#### Podany fragment ####
Gładzie przeznaczone są do wykonywania najcieńszej warstwy wykończeniowej, która decyduje o ostatecznej gładkości i wyglądzie ściany. Z tego powodu ich warstwa nie przekracza 2 mm. Można je stosować na wszystkich podłożach mineralnych wewnątrz budynków. Dostępne na rynku gładzie sprzedawane są w workach jako suche mieszanki, które należy w odpowiednich proporcjach rozrobić z wodą. Różnią się rodzajem użytego do produkcji gipsu – może być syntetyczny lub naturalny. Zazwyczaj przekłada się to na kolor gotowego wyrobu. Gips syntetyczny może być kremowy lub lekko żółtawy, natomiast naturalny – biały lub jasnoszary. Gładź gipsowa jest łatwa do nakładania i wygładzania oraz miękka w obróbce i szlifowaniu. W przypadku stosowania gładzi podłoże musi być odpowiednio równe. Zaczynamy więc od wypełnienia większych ubytków i nierówności, zdarza się czasami, że będziemy musieli wyprowadzić całe płaszczyzny ścian i sufitów– wykorzystujemy w tym celu gładzie szpachlowe. Powierzchnia musi być oczyszczona z kurzu, resztek farby oraz osypujących się fragmentów.Kolejną czynnością – często pomijaną– jest gruntowanie. Dobór preparatu gruntującego zależy od podłoża. Na powierzchniach chłonnych (wciągających wilgoć po zmoczeniu wodą) stosuje się produkty zmniejszające nasiąkliwość, natomiast do niechłonnych, np. betonowych (stropy czy ściany z wielkiej płyty) dobrym wyborem będą tzw. grunty sczepne. Mają one postać gęstej farby i po nałożeniu tworzą bardzo mocno przylegającą do podłoża, szorstką warstwę, która ułatwia nakładanie gładzi i zwiększa jej przyczepność. Pamiętajmy jednak, że ten rodzaj gruntu wymusza konieczność nałożenia grubszej warstwy gładzi.
#### Wiersze danych ####
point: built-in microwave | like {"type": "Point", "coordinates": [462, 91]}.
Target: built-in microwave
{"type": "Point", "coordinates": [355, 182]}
####
Poprowadź dalej tekst o gładziach gipsowych, zaczynając od miejsca, w którym się kończy. Dane są odrębnym materiałem i nie należą do tekstu o gładziach gipsowych.

**Odpowiedź**
Podstawową różnicą między tynkiem a gładzią jest podłoże, na które stosuje się te produkty. Tynk nakłada się bezpośrednio na „surowe” ściany, nie są wymagane żadne dodatkowe warstwy. Natomiast gładź gipsowa to warstwa dekoracyjna, którą stosuje się na chropowatą warstwę tynku, np. cementowo-wapiennego.
W sklepach możemy znaleźć zarówno gładzie, jak i szpachle gipsowe. I chociaż sprzedawcy bardzo często polecają oba wyroby do wykańczania ścian, nie jest do końca słuszne, gdyż zakres stosowania obu tych produktów nie jest taki sam. Szpachle gipsowe służą przede wszystkim do korygowania większych nierówności oraz precyzyjnego wyprowadzania kątów i płaszczyzn ścian oraz sufitów. Grubość jednokrotnie nakładanej warstwy szpachli to najczęściej 5-6 mm. Sprawdzą się więc podczas remontów domów ze starymi, zniszczonymi tynkami.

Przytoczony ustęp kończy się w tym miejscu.